• PROBLEM REQUIREMENTS: Omit images. Retype all entries verbatim.

• ROWS:
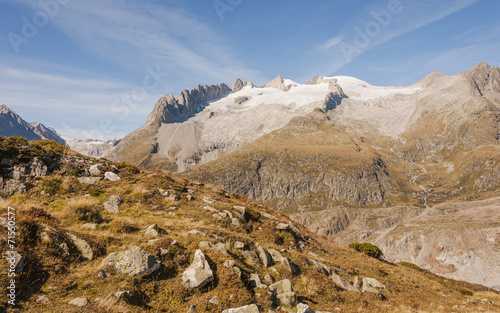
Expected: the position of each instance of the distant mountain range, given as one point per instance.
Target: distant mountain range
(415, 170)
(11, 124)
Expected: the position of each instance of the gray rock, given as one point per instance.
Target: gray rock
(292, 267)
(269, 279)
(82, 246)
(113, 204)
(38, 168)
(12, 186)
(239, 245)
(255, 282)
(42, 300)
(275, 255)
(198, 274)
(133, 262)
(342, 283)
(88, 180)
(152, 230)
(304, 308)
(265, 257)
(79, 302)
(321, 267)
(250, 257)
(111, 176)
(95, 169)
(252, 308)
(92, 226)
(367, 281)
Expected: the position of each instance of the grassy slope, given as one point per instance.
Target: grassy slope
(62, 278)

• RESULT FOR THIS EXERCISE:
Expected: the position of each instance of the distant mountain range, given as one point per instance.
Target: distant mountain range
(415, 170)
(11, 124)
Expected: the position of each instance of the gray rock, given as one point per instance.
Target: gray rock
(292, 267)
(269, 279)
(82, 246)
(113, 204)
(38, 168)
(12, 186)
(239, 245)
(255, 282)
(42, 300)
(275, 255)
(198, 274)
(133, 262)
(342, 283)
(88, 180)
(152, 230)
(304, 308)
(265, 257)
(79, 302)
(321, 267)
(250, 257)
(111, 176)
(95, 169)
(252, 308)
(92, 226)
(367, 281)
Expected: the position of each instance of the grassy slope, given as one point per instance.
Target: grassy slope
(62, 278)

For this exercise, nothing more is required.